[Instruction]: Please render the lines from the one containing "Could you point out the red train" up to and including the one containing "<point>770,477</point>" as a Markdown table with the columns Row and Line, skipping blank lines. Include only those lines.

[Input for this task]:
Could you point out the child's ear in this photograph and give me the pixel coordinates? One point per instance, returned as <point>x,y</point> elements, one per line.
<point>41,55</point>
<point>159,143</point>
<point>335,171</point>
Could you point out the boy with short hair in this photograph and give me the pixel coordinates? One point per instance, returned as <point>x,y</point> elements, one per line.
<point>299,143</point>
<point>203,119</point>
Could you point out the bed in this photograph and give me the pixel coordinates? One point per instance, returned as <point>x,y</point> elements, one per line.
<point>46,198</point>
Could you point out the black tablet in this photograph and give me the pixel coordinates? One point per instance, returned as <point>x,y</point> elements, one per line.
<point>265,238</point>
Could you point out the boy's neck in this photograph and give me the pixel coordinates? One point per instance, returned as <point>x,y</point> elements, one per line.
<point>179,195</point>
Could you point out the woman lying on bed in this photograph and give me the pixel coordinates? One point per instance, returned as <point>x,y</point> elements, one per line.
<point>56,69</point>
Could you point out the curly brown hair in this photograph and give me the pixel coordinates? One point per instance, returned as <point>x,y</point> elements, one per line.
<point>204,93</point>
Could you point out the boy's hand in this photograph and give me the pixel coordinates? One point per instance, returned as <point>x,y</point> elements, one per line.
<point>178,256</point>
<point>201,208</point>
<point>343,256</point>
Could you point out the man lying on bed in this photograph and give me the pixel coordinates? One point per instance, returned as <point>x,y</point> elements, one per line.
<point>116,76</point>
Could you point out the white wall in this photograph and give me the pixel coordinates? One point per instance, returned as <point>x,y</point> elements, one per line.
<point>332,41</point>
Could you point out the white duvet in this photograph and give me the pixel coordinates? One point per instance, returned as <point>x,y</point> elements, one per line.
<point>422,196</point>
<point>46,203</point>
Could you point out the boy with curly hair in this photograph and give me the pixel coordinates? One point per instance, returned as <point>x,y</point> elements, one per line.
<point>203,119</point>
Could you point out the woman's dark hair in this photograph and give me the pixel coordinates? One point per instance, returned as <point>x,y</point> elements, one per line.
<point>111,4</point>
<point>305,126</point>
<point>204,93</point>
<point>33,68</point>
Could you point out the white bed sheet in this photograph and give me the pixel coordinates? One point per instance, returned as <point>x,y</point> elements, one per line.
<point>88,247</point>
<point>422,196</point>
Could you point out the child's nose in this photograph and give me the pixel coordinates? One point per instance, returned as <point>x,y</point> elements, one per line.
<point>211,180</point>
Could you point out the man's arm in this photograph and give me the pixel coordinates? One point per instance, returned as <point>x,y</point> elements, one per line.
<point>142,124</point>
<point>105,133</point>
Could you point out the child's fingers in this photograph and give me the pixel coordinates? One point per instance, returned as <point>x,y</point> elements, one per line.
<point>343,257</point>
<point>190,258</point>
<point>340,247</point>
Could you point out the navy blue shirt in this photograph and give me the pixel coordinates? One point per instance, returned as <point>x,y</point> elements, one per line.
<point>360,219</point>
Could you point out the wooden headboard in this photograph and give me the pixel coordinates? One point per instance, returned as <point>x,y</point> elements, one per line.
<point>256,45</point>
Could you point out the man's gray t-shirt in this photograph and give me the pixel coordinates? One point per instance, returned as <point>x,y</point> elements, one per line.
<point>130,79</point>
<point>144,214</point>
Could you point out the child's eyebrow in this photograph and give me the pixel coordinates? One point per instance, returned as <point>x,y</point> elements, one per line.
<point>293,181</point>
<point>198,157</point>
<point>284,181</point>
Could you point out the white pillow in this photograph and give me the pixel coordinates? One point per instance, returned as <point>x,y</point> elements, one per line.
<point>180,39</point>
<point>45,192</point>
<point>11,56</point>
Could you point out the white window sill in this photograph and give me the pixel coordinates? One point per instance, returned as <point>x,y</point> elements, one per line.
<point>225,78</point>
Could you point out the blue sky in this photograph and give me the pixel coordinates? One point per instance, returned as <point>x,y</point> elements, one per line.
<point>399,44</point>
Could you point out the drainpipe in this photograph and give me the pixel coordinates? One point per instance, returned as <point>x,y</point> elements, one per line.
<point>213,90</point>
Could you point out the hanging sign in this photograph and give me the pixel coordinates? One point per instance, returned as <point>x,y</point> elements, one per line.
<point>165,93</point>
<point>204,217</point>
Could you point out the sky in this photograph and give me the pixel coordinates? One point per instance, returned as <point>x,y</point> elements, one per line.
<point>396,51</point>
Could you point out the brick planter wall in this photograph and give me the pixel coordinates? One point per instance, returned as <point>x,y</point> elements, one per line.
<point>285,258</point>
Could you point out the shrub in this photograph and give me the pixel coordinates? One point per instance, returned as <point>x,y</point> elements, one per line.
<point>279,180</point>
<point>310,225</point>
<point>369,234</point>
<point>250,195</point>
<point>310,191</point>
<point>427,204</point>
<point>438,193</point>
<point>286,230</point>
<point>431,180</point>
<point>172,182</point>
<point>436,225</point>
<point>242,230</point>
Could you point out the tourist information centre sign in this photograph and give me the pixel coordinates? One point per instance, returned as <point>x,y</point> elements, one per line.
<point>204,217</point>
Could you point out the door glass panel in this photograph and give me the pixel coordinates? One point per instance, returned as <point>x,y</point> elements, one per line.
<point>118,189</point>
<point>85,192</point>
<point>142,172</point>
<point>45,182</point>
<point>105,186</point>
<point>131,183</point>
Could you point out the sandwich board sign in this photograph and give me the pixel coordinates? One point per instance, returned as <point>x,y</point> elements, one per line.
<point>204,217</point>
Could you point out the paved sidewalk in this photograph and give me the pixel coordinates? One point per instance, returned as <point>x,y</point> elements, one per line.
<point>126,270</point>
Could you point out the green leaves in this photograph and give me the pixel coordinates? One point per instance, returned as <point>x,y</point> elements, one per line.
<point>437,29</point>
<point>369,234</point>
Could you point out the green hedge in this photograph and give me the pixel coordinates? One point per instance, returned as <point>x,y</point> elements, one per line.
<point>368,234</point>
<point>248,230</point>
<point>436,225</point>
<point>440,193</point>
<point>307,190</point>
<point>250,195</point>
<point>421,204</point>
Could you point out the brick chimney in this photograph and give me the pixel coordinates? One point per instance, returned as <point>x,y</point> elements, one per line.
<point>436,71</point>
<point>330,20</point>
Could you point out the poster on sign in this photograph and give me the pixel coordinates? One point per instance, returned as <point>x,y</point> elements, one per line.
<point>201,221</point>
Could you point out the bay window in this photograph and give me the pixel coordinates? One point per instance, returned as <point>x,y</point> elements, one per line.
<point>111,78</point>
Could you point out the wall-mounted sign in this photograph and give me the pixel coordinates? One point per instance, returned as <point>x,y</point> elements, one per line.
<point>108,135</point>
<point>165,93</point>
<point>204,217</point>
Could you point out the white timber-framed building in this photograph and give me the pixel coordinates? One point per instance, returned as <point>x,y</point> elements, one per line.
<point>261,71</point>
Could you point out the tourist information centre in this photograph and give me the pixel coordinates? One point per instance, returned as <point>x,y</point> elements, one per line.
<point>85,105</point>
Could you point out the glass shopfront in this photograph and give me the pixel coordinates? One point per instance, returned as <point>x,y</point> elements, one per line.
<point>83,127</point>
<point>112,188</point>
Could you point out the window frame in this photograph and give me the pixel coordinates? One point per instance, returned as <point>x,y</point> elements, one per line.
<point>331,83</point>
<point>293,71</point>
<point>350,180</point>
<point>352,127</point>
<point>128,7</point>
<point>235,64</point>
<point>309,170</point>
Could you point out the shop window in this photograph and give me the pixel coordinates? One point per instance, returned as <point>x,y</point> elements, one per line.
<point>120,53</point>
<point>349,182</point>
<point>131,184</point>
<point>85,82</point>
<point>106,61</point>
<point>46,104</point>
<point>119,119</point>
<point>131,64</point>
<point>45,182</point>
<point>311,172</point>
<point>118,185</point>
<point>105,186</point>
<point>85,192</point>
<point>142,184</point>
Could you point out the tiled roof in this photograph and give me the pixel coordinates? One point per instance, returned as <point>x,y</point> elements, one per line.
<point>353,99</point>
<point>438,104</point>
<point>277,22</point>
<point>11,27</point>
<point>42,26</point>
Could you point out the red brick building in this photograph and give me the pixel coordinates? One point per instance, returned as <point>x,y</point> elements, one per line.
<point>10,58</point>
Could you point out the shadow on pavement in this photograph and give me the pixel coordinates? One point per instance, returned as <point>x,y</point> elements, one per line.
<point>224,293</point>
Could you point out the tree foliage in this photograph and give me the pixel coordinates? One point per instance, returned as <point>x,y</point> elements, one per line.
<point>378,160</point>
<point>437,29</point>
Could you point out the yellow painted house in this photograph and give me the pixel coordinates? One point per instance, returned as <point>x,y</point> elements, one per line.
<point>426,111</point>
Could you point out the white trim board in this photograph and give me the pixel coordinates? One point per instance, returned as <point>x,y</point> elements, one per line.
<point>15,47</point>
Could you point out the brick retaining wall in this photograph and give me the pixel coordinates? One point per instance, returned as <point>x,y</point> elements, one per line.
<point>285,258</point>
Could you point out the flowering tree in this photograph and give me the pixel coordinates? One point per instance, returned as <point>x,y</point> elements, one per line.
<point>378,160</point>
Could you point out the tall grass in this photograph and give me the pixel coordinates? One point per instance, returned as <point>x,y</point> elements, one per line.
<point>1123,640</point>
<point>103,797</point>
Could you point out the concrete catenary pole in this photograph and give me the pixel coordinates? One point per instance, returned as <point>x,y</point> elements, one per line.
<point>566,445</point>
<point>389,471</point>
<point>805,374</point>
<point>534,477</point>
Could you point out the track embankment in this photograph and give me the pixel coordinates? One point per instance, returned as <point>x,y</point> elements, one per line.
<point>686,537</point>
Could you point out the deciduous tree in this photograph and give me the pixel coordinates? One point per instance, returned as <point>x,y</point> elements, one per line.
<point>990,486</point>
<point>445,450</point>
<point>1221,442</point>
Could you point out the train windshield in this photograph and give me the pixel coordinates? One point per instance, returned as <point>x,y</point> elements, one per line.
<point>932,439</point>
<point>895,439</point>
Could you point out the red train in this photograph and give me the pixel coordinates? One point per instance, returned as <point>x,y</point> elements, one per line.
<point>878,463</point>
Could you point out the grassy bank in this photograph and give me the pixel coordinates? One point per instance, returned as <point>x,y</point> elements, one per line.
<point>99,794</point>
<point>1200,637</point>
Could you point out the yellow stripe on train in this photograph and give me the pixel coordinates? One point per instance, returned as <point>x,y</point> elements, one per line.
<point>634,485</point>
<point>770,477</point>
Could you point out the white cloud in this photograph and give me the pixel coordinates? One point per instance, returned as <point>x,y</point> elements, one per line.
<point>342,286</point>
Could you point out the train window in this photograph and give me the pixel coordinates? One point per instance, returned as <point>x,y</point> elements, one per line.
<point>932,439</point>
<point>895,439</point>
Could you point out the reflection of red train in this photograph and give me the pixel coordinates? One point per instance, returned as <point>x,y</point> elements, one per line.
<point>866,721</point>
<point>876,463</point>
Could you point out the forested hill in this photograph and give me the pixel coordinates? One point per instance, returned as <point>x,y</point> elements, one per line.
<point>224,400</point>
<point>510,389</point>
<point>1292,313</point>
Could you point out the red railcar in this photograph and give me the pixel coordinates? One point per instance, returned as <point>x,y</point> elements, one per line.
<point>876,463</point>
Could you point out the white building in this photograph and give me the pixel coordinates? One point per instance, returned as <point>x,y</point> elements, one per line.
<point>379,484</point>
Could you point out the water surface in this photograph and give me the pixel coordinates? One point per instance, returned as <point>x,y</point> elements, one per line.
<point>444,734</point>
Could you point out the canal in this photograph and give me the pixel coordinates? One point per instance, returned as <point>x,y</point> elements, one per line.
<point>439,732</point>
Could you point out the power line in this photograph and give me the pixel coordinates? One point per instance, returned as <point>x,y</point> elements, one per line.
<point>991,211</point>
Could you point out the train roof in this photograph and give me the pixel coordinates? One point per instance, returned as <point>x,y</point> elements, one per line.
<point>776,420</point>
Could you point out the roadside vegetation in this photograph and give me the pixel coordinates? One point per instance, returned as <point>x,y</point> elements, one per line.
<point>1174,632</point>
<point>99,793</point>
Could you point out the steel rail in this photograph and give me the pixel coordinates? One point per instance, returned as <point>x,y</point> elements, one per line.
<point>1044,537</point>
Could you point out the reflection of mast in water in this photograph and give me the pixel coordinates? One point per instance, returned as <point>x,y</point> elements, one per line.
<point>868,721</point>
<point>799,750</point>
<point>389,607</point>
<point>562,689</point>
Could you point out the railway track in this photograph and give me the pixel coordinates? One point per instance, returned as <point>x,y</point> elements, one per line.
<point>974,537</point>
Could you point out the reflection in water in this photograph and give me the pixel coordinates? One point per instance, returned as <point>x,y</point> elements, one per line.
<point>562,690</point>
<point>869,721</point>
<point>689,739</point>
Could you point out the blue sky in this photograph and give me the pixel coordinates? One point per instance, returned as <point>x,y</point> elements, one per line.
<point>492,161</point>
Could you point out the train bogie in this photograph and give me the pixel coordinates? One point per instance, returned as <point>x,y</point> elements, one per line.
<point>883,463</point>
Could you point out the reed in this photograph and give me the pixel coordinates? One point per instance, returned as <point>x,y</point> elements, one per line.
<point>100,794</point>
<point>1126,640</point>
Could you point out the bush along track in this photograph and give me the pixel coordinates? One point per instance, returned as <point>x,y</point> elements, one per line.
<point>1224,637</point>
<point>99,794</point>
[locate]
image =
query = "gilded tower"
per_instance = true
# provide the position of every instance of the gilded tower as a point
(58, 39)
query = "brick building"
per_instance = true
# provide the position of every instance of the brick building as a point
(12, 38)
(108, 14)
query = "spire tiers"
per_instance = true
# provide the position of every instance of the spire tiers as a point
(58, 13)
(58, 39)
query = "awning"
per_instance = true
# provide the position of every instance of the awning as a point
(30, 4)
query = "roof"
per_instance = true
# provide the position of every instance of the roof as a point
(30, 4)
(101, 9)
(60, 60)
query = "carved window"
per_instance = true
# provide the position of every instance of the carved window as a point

[Result for this task]:
| Row | Line |
|---|---|
| 1 | Could you point out the red train in this photograph and give me the pixel coordinates? One point per instance, returned as <point>x,y</point> elements, one per line. |
| 2 | <point>878,463</point> |
| 3 | Could you point out the grassy bank in this photograph and give me the pixel coordinates? One point per instance, returned as <point>x,y</point> elements, one per line. |
| 4 | <point>99,794</point> |
| 5 | <point>1200,637</point> |
| 6 | Could you point out the yellow stripe on train in this photograph and give me the pixel coordinates? One point per instance, returned as <point>x,y</point> elements, one per line. |
| 7 | <point>634,485</point> |
| 8 | <point>770,477</point> |